▸ WHAT NEEDS TO BE DONE
With nothing added or dropped, output every record below exactly.

▸ DATA FOR REVIEW
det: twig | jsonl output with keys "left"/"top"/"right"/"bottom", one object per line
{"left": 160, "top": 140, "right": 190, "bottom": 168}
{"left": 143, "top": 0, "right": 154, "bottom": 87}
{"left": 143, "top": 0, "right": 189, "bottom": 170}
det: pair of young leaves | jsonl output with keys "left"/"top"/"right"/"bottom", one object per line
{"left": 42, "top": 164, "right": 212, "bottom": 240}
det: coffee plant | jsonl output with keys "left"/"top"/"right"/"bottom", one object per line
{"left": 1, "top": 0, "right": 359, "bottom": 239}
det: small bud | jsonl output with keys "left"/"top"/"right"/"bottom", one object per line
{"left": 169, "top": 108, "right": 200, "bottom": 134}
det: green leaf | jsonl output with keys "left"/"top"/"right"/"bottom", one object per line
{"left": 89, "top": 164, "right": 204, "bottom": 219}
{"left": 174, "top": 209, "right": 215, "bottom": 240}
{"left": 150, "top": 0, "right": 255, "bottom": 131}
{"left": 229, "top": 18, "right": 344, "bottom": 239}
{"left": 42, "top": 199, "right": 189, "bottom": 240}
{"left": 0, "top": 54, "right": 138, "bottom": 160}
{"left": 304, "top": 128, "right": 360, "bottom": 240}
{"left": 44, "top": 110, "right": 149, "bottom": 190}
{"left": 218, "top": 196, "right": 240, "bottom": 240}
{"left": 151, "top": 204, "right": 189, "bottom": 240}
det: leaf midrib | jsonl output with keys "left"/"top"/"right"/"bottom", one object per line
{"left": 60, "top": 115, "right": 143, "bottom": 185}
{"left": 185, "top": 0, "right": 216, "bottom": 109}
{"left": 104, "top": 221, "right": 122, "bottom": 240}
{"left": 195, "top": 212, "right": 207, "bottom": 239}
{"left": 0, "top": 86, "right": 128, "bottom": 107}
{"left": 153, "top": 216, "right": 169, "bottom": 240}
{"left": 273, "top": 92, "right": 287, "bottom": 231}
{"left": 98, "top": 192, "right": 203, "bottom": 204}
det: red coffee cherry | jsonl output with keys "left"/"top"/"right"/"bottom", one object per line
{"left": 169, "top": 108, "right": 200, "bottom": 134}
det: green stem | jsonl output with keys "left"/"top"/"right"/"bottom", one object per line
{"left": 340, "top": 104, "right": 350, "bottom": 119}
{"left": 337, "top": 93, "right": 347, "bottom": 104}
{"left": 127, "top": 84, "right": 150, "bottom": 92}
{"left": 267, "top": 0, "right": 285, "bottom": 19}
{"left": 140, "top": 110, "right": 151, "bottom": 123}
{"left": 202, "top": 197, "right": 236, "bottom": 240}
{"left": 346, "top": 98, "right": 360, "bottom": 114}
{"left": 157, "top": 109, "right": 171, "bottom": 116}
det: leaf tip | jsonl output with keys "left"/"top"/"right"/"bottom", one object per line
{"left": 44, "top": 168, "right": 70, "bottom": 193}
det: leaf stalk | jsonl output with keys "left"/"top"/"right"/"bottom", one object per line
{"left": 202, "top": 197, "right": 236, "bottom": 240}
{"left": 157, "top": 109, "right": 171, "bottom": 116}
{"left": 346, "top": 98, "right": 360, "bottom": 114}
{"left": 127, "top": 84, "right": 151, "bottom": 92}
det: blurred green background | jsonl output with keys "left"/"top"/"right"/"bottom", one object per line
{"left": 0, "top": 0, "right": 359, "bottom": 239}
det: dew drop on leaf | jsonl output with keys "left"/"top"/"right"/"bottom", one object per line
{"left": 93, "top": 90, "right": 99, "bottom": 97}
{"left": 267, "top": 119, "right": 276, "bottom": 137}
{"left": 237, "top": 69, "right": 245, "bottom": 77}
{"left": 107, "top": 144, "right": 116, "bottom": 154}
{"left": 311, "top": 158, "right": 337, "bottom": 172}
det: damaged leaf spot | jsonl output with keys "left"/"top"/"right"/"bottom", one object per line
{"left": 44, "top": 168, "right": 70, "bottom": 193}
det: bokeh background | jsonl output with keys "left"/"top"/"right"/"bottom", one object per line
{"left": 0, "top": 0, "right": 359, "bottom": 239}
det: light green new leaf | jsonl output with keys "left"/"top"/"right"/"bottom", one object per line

▸ OUTPUT FOR THIS EXERCISE
det: twig | jsonl output with keys "left"/"top"/"right"/"bottom", one object per line
{"left": 160, "top": 140, "right": 190, "bottom": 168}
{"left": 143, "top": 0, "right": 154, "bottom": 87}
{"left": 143, "top": 0, "right": 189, "bottom": 170}
det: pair of young leaves | jsonl output with keys "left"/"top"/"right"/"bottom", one object per line
{"left": 42, "top": 164, "right": 212, "bottom": 240}
det: coffee plant | jsonl output with keys "left"/"top"/"right"/"bottom", one object per line
{"left": 1, "top": 0, "right": 359, "bottom": 239}
det: small bud | jsonl output with keys "left"/"top"/"right"/"bottom", one object per line
{"left": 169, "top": 108, "right": 200, "bottom": 134}
det: green leaf | jsonl output with keys "left"/"top"/"right"/"bottom", one object per line
{"left": 89, "top": 164, "right": 204, "bottom": 219}
{"left": 174, "top": 209, "right": 215, "bottom": 240}
{"left": 150, "top": 0, "right": 255, "bottom": 131}
{"left": 229, "top": 18, "right": 344, "bottom": 239}
{"left": 42, "top": 199, "right": 189, "bottom": 240}
{"left": 0, "top": 54, "right": 138, "bottom": 160}
{"left": 304, "top": 128, "right": 360, "bottom": 240}
{"left": 44, "top": 110, "right": 149, "bottom": 190}
{"left": 218, "top": 196, "right": 240, "bottom": 240}
{"left": 151, "top": 204, "right": 189, "bottom": 240}
det: leaf midrib | jsonl output with keys "left"/"top"/"right"/"bottom", one object per line
{"left": 60, "top": 115, "right": 143, "bottom": 185}
{"left": 185, "top": 0, "right": 216, "bottom": 109}
{"left": 104, "top": 221, "right": 122, "bottom": 240}
{"left": 195, "top": 212, "right": 207, "bottom": 239}
{"left": 0, "top": 86, "right": 128, "bottom": 107}
{"left": 153, "top": 216, "right": 169, "bottom": 240}
{"left": 273, "top": 92, "right": 287, "bottom": 231}
{"left": 98, "top": 192, "right": 203, "bottom": 204}
det: red coffee cherry | jsonl output with keys "left"/"top"/"right"/"bottom", one object per line
{"left": 169, "top": 108, "right": 200, "bottom": 134}
det: green stem | jsonl output with keys "left"/"top"/"right"/"bottom", one object per line
{"left": 340, "top": 104, "right": 350, "bottom": 119}
{"left": 337, "top": 93, "right": 347, "bottom": 104}
{"left": 127, "top": 84, "right": 150, "bottom": 92}
{"left": 267, "top": 0, "right": 285, "bottom": 19}
{"left": 140, "top": 110, "right": 151, "bottom": 123}
{"left": 202, "top": 197, "right": 236, "bottom": 240}
{"left": 346, "top": 98, "right": 360, "bottom": 114}
{"left": 157, "top": 109, "right": 171, "bottom": 116}
det: leaf tip | jsonl output with keys "left"/"top"/"right"/"bottom", one object per line
{"left": 44, "top": 168, "right": 70, "bottom": 193}
det: leaf stalk | jsonl output with keys "left"/"top"/"right"/"bottom", one object per line
{"left": 202, "top": 197, "right": 236, "bottom": 240}
{"left": 157, "top": 109, "right": 171, "bottom": 116}
{"left": 346, "top": 98, "right": 360, "bottom": 114}
{"left": 127, "top": 84, "right": 151, "bottom": 92}
det: blurred green background | jsonl output with keys "left"/"top"/"right"/"bottom", one object per line
{"left": 0, "top": 0, "right": 359, "bottom": 239}
det: dew drop on leaf | jsonl output with keys "left"/"top"/"right"/"bottom", one object per line
{"left": 93, "top": 90, "right": 99, "bottom": 97}
{"left": 267, "top": 119, "right": 276, "bottom": 137}
{"left": 237, "top": 69, "right": 245, "bottom": 77}
{"left": 107, "top": 144, "right": 116, "bottom": 154}
{"left": 311, "top": 158, "right": 337, "bottom": 172}
det: damaged leaf spot | jsonl output with keys "left"/"top"/"right"/"bottom", one object per line
{"left": 44, "top": 168, "right": 70, "bottom": 193}
det: bokeh background | jsonl output with keys "left"/"top"/"right"/"bottom", one object per line
{"left": 0, "top": 0, "right": 359, "bottom": 239}
det: light green new leaf | jsonl output with keys "left"/"top"/"right"/"bottom", one object per line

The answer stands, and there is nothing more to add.